Excerpted data:
'''

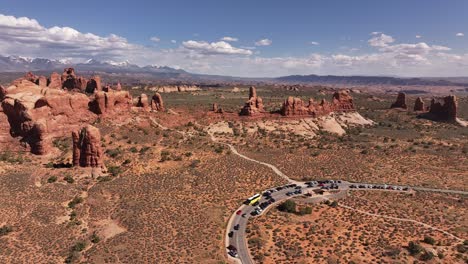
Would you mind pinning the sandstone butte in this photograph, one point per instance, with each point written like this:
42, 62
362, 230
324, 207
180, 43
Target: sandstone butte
400, 101
341, 102
419, 105
87, 150
39, 114
254, 105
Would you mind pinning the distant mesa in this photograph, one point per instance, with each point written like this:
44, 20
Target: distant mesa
341, 102
400, 101
419, 105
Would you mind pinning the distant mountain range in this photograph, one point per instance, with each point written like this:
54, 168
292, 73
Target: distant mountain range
22, 64
17, 64
371, 80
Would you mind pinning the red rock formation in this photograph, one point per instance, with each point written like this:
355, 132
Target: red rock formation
294, 106
87, 150
400, 102
342, 101
40, 114
444, 109
30, 77
71, 82
157, 102
143, 101
42, 81
105, 102
419, 105
94, 85
55, 81
254, 105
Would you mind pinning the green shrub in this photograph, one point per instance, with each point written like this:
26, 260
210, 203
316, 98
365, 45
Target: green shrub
52, 179
69, 179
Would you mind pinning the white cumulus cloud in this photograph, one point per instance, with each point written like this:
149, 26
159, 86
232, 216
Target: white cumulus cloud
263, 42
155, 39
229, 39
220, 47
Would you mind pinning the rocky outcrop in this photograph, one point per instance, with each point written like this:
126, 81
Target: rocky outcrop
254, 105
341, 102
419, 105
143, 101
87, 150
106, 102
38, 115
94, 85
216, 109
444, 108
55, 81
178, 88
72, 82
400, 101
42, 81
157, 103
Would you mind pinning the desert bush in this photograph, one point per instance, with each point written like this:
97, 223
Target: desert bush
5, 230
287, 206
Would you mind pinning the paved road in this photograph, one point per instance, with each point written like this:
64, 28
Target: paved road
238, 238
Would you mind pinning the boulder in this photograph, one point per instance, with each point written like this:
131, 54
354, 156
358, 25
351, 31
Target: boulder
42, 81
105, 102
94, 85
419, 105
157, 102
400, 101
55, 81
254, 105
143, 101
87, 150
342, 101
444, 108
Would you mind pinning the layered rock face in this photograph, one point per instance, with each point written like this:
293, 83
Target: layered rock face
143, 101
419, 105
157, 103
444, 109
72, 82
254, 105
341, 102
94, 85
106, 102
400, 102
179, 88
55, 81
87, 150
40, 114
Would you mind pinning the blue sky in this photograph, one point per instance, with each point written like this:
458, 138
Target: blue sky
322, 37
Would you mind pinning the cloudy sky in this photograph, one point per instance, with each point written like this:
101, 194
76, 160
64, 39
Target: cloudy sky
247, 38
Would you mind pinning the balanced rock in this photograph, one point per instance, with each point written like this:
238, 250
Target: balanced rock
87, 150
400, 101
419, 105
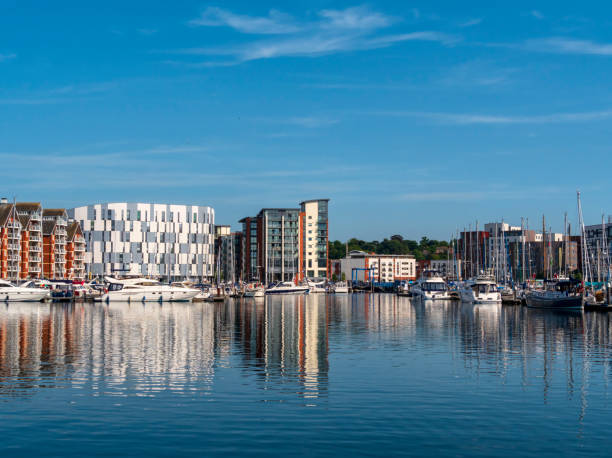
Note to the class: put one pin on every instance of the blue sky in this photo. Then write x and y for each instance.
(414, 117)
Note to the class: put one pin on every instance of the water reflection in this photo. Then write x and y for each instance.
(284, 343)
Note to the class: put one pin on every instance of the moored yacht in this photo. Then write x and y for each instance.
(145, 290)
(12, 293)
(558, 295)
(287, 287)
(481, 290)
(431, 286)
(340, 287)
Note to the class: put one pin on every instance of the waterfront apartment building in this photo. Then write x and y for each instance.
(380, 268)
(75, 252)
(30, 218)
(599, 247)
(10, 237)
(170, 242)
(287, 243)
(54, 225)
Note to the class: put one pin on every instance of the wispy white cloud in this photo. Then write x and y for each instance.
(274, 23)
(312, 122)
(477, 73)
(147, 32)
(470, 118)
(512, 193)
(351, 29)
(536, 14)
(471, 22)
(562, 45)
(5, 57)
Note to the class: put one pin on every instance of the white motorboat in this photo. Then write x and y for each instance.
(145, 290)
(254, 290)
(481, 290)
(12, 293)
(431, 286)
(287, 287)
(341, 288)
(316, 285)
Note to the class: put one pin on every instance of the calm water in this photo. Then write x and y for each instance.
(314, 375)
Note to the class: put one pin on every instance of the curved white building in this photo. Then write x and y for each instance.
(168, 241)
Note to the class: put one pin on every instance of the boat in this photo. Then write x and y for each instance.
(12, 293)
(202, 295)
(431, 286)
(142, 289)
(340, 287)
(287, 287)
(255, 290)
(404, 289)
(558, 295)
(481, 290)
(316, 285)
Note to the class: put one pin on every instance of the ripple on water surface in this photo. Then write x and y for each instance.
(307, 375)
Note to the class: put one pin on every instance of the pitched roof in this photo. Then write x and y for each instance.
(48, 227)
(28, 206)
(74, 228)
(54, 212)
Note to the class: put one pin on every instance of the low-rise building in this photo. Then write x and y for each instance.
(382, 268)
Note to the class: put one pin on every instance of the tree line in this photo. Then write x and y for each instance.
(425, 249)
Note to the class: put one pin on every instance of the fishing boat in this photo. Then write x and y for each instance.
(558, 295)
(316, 285)
(431, 286)
(287, 287)
(12, 293)
(481, 290)
(340, 287)
(145, 290)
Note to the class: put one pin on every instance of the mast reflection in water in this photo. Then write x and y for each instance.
(362, 374)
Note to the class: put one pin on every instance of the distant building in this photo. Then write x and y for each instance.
(598, 253)
(382, 268)
(165, 241)
(287, 243)
(447, 268)
(30, 216)
(10, 237)
(55, 222)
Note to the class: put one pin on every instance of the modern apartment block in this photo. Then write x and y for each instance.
(54, 224)
(166, 241)
(314, 224)
(286, 243)
(30, 218)
(75, 252)
(381, 268)
(10, 237)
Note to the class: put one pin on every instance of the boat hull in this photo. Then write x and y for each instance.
(558, 303)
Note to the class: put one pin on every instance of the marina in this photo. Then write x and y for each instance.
(337, 374)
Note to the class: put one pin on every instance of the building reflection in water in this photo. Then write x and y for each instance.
(285, 343)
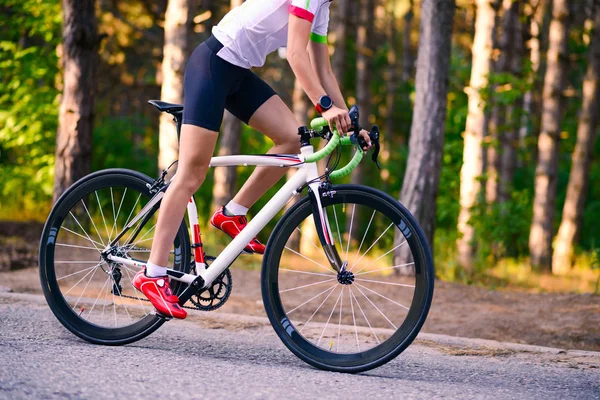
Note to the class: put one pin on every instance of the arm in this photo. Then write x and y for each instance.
(321, 64)
(298, 57)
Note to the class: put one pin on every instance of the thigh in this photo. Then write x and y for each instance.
(277, 121)
(204, 93)
(248, 96)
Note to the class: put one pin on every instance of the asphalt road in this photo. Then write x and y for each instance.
(232, 357)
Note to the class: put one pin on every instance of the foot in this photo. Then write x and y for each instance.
(233, 225)
(158, 291)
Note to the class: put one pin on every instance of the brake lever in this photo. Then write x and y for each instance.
(374, 135)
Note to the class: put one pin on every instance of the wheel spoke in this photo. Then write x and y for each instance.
(312, 298)
(354, 319)
(85, 233)
(363, 313)
(85, 288)
(370, 247)
(337, 346)
(304, 272)
(119, 209)
(364, 236)
(75, 273)
(382, 296)
(77, 283)
(97, 298)
(385, 283)
(305, 286)
(357, 273)
(383, 255)
(78, 247)
(93, 223)
(330, 314)
(377, 308)
(307, 258)
(338, 228)
(350, 232)
(317, 310)
(102, 213)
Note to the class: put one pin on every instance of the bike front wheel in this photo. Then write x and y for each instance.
(92, 297)
(361, 319)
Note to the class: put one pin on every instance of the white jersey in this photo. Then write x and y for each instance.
(258, 27)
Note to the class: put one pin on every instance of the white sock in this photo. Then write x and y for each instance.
(153, 270)
(236, 209)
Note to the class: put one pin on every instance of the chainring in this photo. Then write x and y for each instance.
(209, 299)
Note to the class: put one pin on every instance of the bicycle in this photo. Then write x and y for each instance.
(99, 233)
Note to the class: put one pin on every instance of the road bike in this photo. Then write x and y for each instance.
(347, 276)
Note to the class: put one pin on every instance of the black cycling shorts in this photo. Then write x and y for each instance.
(212, 85)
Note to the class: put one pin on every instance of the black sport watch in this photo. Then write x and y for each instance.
(324, 104)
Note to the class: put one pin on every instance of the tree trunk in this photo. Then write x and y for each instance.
(421, 181)
(498, 120)
(537, 11)
(363, 83)
(391, 94)
(229, 144)
(407, 53)
(339, 23)
(510, 138)
(476, 130)
(544, 203)
(300, 241)
(76, 115)
(178, 22)
(582, 156)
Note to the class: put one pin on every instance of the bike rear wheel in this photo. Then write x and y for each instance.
(337, 322)
(91, 297)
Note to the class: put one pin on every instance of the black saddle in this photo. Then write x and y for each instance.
(163, 106)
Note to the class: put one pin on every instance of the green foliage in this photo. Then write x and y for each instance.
(28, 104)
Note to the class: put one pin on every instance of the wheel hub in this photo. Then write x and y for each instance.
(345, 277)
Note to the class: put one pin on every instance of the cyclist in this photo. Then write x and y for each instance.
(218, 77)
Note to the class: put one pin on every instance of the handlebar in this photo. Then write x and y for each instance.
(320, 124)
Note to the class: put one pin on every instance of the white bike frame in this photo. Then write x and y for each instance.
(307, 174)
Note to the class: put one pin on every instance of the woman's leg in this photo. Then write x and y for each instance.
(277, 121)
(195, 151)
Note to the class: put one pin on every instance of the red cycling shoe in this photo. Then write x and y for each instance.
(158, 291)
(233, 225)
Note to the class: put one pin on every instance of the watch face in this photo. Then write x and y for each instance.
(326, 102)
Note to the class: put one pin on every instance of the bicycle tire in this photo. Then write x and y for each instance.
(67, 316)
(424, 276)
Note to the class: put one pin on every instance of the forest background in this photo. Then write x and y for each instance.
(510, 201)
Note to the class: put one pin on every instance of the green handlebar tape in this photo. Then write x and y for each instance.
(318, 123)
(325, 151)
(340, 173)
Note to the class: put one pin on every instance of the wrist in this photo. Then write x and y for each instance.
(325, 103)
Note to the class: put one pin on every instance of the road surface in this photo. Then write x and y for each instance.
(225, 356)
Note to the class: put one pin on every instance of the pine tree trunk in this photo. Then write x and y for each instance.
(225, 177)
(476, 130)
(76, 115)
(531, 99)
(300, 108)
(339, 24)
(582, 157)
(510, 138)
(178, 21)
(363, 84)
(544, 203)
(391, 95)
(407, 53)
(498, 122)
(421, 181)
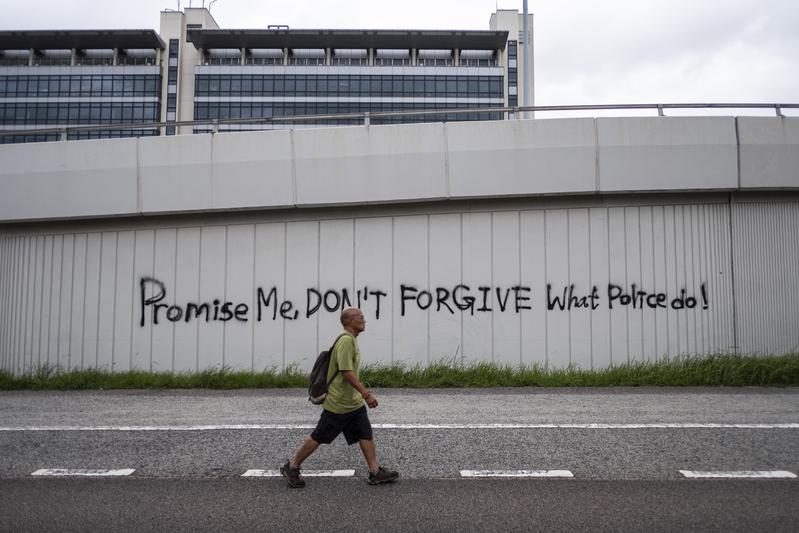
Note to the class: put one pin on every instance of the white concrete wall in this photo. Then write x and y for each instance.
(402, 163)
(73, 297)
(529, 208)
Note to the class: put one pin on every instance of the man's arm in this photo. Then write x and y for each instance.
(370, 398)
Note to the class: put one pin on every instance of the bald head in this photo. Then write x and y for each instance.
(348, 315)
(352, 320)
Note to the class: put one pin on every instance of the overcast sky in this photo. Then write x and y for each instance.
(586, 51)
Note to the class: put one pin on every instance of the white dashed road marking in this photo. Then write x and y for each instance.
(305, 473)
(769, 474)
(82, 472)
(245, 427)
(517, 473)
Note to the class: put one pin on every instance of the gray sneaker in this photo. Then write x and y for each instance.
(383, 475)
(292, 476)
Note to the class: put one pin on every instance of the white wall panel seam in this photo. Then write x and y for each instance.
(175, 285)
(43, 356)
(253, 297)
(99, 297)
(519, 283)
(38, 270)
(139, 200)
(735, 342)
(447, 182)
(50, 297)
(23, 307)
(133, 297)
(393, 282)
(626, 282)
(591, 283)
(641, 283)
(12, 303)
(463, 338)
(4, 315)
(546, 278)
(224, 296)
(285, 283)
(24, 275)
(569, 281)
(293, 149)
(152, 273)
(14, 352)
(30, 272)
(427, 311)
(114, 315)
(695, 288)
(8, 300)
(5, 255)
(703, 271)
(491, 266)
(199, 292)
(30, 324)
(685, 278)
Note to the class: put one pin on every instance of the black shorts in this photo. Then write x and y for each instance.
(354, 425)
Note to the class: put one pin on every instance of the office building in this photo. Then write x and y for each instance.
(194, 70)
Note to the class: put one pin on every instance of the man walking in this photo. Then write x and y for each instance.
(344, 409)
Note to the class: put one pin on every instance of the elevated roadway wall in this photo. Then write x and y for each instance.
(577, 241)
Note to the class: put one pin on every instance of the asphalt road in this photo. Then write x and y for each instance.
(188, 450)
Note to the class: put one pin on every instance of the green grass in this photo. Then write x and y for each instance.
(715, 370)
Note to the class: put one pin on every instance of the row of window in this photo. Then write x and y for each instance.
(362, 61)
(46, 137)
(224, 110)
(66, 113)
(348, 85)
(441, 117)
(80, 85)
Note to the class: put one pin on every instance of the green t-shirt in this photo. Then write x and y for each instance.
(341, 396)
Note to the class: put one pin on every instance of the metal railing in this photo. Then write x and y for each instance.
(365, 118)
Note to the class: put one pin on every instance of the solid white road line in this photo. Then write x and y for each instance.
(239, 427)
(516, 473)
(82, 472)
(771, 474)
(305, 473)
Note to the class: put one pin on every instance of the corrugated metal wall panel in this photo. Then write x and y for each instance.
(766, 255)
(541, 280)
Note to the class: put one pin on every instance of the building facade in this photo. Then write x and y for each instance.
(194, 70)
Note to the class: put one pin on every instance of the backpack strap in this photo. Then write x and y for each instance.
(331, 355)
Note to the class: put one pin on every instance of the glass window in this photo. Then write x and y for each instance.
(299, 85)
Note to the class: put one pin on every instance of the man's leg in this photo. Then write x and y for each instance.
(369, 453)
(308, 447)
(291, 470)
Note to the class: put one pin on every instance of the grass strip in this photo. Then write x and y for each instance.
(714, 370)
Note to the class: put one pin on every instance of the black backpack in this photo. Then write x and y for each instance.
(317, 390)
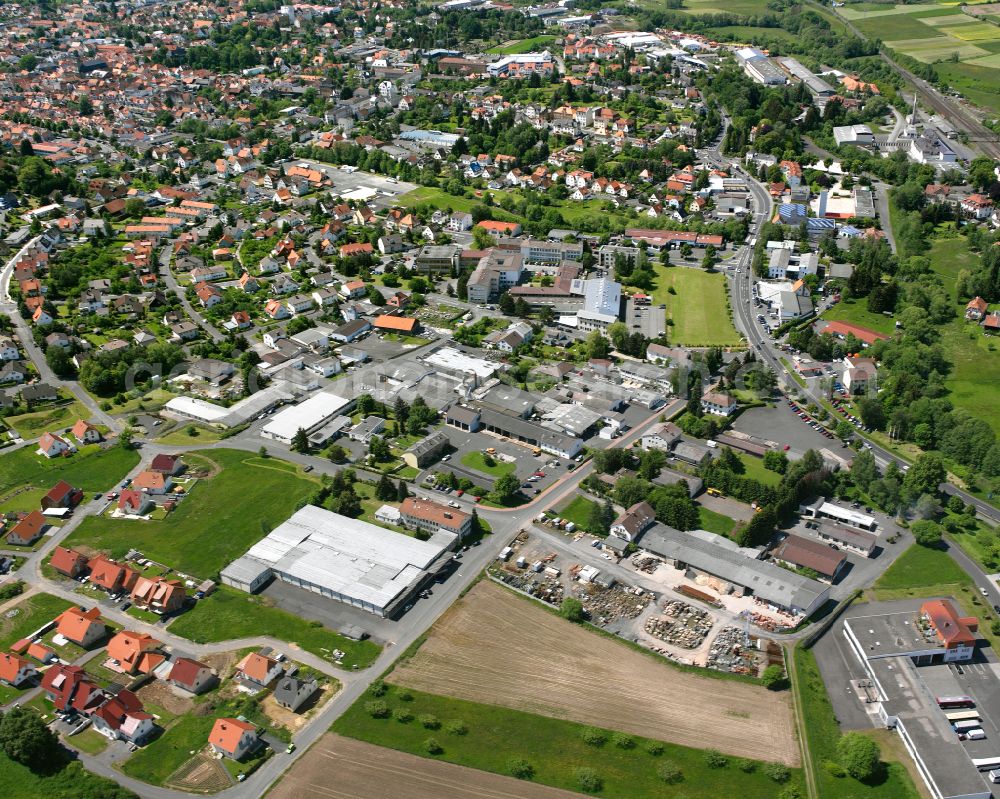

'''

Task to complete:
Which lines in the listing above contain the word "panel"? List each of those lines in full.

Complete answer:
Note to the class: put one pin on every instance of the white wall panel seam in this photo. Then write x and y for each instance.
Note to the class: put one pin on every instance of the corrugated metal wall panel in this photo. Then write x and y for each instance.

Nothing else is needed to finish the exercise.